* Begin SUPPLIED ENTRIES *

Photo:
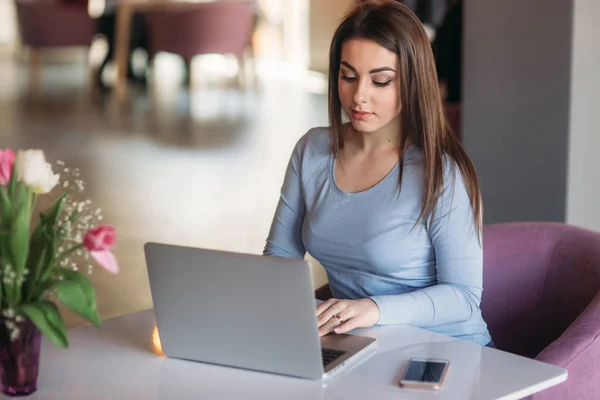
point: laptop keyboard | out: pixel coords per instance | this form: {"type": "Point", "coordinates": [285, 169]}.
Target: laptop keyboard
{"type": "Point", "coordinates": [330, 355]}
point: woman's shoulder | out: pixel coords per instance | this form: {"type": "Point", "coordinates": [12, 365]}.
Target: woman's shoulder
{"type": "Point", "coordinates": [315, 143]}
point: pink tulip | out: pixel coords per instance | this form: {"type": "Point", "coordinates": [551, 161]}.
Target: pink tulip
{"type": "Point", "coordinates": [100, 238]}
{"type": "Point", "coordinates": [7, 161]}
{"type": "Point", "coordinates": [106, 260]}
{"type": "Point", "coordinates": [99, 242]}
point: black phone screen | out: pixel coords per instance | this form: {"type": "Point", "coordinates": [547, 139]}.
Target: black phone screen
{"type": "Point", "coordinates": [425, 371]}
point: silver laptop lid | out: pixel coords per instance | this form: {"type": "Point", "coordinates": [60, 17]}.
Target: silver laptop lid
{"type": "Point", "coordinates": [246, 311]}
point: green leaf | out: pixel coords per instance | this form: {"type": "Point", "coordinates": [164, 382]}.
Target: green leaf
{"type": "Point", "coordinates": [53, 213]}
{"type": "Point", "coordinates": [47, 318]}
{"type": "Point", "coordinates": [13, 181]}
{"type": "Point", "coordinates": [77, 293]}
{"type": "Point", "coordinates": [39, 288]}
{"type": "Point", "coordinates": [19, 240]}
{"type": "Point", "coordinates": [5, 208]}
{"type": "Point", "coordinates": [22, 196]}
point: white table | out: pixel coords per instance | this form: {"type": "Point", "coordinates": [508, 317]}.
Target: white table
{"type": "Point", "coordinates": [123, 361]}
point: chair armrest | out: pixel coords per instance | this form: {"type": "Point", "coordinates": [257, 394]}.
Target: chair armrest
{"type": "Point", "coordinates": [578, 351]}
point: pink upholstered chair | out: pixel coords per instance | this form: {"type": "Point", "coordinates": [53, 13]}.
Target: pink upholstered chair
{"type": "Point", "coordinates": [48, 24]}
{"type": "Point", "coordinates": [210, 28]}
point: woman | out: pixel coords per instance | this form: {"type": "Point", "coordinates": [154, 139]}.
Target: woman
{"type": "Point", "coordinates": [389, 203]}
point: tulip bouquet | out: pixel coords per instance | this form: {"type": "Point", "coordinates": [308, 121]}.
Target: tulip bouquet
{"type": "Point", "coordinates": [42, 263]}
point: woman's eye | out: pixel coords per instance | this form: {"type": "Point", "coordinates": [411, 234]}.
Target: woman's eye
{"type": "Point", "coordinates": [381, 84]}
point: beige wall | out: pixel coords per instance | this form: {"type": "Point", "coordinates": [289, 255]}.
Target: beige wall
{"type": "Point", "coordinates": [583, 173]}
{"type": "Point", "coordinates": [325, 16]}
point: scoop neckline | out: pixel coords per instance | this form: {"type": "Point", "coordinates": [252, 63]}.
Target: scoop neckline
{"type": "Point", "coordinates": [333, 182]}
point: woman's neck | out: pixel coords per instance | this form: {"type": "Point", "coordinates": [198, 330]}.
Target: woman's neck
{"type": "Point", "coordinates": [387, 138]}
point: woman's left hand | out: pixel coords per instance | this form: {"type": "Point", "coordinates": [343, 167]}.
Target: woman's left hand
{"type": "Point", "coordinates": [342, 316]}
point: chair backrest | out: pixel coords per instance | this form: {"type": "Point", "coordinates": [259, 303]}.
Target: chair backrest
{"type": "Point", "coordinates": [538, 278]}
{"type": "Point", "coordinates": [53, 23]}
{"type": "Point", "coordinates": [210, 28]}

* End SUPPLIED ENTRIES *

**INSTRUCTIONS TO FOLLOW**: Rewrite the records above with "pink tulip" replaced by "red tulip" everywhere, changing nothing else. Leave out the pictures.

**ANSWER FOR THIS EXERCISE**:
Photo:
point: laptop keyboard | out: pixel coords per instance | this form: {"type": "Point", "coordinates": [285, 169]}.
Target: laptop keyboard
{"type": "Point", "coordinates": [330, 355]}
point: woman's shoulder | out: pixel coords per instance | this form: {"type": "Point", "coordinates": [12, 365]}.
Target: woman's shoulder
{"type": "Point", "coordinates": [315, 143]}
point: red tulip | out: pixel coords per instance | this form: {"type": "Point", "coordinates": [551, 161]}.
Target: red tulip
{"type": "Point", "coordinates": [100, 238]}
{"type": "Point", "coordinates": [7, 161]}
{"type": "Point", "coordinates": [106, 260]}
{"type": "Point", "coordinates": [99, 242]}
point: black phone screen | out: pixel coords per instance | this form: {"type": "Point", "coordinates": [547, 139]}.
Target: black phone screen
{"type": "Point", "coordinates": [425, 371]}
point: silver laptop lid | out: pixel coords per instance | this form: {"type": "Point", "coordinates": [60, 17]}.
Target: silver laptop lid
{"type": "Point", "coordinates": [246, 311]}
point: green leaf | out: pixel coords per instance | this form: {"type": "Point", "coordinates": [164, 382]}.
Target: green leaf
{"type": "Point", "coordinates": [53, 213]}
{"type": "Point", "coordinates": [47, 318]}
{"type": "Point", "coordinates": [13, 181]}
{"type": "Point", "coordinates": [77, 293]}
{"type": "Point", "coordinates": [39, 288]}
{"type": "Point", "coordinates": [19, 240]}
{"type": "Point", "coordinates": [5, 208]}
{"type": "Point", "coordinates": [22, 196]}
point: white table | out: pixel coords per instance | this form: {"type": "Point", "coordinates": [508, 317]}.
Target: white table
{"type": "Point", "coordinates": [123, 361]}
point: chair armrest | out: pixel coords per instance | this form: {"type": "Point", "coordinates": [257, 394]}.
Target: chair armrest
{"type": "Point", "coordinates": [578, 351]}
point: pink upholstered chair | out: pixel coords per instance | this form: {"type": "Point", "coordinates": [53, 13]}.
Target: pink upholstered chair
{"type": "Point", "coordinates": [48, 24]}
{"type": "Point", "coordinates": [210, 28]}
point: woman | out: pixel coords per instance | this form: {"type": "Point", "coordinates": [154, 139]}.
Target: woman
{"type": "Point", "coordinates": [389, 203]}
point: tulip bouquet | out: pixel coords per instance | this form: {"type": "Point", "coordinates": [308, 121]}.
Target: tulip bouquet
{"type": "Point", "coordinates": [42, 263]}
point: woman's eye | out: pixel coords per instance | this form: {"type": "Point", "coordinates": [411, 234]}.
Target: woman's eye
{"type": "Point", "coordinates": [381, 84]}
point: beige wall | out: pixel coords per instance | this form: {"type": "Point", "coordinates": [289, 255]}.
Target: beige wall
{"type": "Point", "coordinates": [583, 173]}
{"type": "Point", "coordinates": [325, 16]}
point: scoop neckline | out: pixel coords per instance | this form: {"type": "Point", "coordinates": [252, 63]}.
Target: scoop neckline
{"type": "Point", "coordinates": [333, 182]}
point: woman's neck | out: pixel coords per instance | this form: {"type": "Point", "coordinates": [198, 330]}.
Target: woman's neck
{"type": "Point", "coordinates": [387, 138]}
point: woman's left hand | out: pixel coords per instance | this form: {"type": "Point", "coordinates": [343, 167]}.
Target: woman's left hand
{"type": "Point", "coordinates": [342, 316]}
point: chair backrest | out: pixel coords per instance | this form: {"type": "Point", "coordinates": [259, 303]}.
Target: chair backrest
{"type": "Point", "coordinates": [538, 278]}
{"type": "Point", "coordinates": [53, 23]}
{"type": "Point", "coordinates": [210, 28]}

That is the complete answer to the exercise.